* [What the exercise asks]: Each line with the word "decal" must appear in the answer, copied from the records.

* [Dataset entries]:
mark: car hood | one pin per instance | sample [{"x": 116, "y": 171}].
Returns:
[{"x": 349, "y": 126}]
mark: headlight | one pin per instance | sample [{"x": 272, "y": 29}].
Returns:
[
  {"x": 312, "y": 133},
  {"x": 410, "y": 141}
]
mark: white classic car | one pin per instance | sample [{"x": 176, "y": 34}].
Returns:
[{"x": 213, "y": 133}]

---

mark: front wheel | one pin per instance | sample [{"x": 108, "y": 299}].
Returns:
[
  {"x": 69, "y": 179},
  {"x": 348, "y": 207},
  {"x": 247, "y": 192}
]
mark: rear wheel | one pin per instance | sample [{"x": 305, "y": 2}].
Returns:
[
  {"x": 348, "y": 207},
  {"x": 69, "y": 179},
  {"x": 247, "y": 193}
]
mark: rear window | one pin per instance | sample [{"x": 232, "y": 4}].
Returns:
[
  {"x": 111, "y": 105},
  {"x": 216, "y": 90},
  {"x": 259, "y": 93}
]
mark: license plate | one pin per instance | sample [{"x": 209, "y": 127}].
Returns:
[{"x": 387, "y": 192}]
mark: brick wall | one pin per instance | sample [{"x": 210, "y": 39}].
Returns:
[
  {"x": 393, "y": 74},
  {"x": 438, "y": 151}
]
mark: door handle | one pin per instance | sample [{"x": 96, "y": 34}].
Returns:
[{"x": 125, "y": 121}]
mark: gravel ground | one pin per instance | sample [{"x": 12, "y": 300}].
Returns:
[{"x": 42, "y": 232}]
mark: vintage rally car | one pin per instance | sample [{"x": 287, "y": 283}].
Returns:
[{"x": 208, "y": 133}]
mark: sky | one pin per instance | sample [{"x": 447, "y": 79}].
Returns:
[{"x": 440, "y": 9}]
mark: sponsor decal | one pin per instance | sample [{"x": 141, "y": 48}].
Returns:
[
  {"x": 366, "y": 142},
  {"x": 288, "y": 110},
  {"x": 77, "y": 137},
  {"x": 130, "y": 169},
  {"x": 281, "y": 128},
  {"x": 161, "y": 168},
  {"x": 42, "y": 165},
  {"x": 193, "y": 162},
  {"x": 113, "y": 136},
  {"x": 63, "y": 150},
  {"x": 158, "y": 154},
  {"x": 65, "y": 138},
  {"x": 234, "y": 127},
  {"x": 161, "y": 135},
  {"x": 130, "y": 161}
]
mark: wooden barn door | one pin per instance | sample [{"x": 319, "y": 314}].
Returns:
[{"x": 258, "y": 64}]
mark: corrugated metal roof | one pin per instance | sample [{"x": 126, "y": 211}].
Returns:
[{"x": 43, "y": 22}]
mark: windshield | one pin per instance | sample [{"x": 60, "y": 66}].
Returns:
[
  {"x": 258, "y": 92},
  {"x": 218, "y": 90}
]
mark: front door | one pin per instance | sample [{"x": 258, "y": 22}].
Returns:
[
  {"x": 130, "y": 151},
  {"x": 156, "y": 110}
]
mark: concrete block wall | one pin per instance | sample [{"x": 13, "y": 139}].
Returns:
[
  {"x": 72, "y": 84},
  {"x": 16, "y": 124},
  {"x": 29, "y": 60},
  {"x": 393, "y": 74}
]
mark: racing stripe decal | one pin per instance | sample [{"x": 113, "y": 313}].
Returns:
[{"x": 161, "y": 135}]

* [Finished task]:
mark: sponsor decal | one pin per instance | sample [{"x": 141, "y": 48}].
mark: racing stripe decal | one pin per instance | sample [{"x": 113, "y": 313}].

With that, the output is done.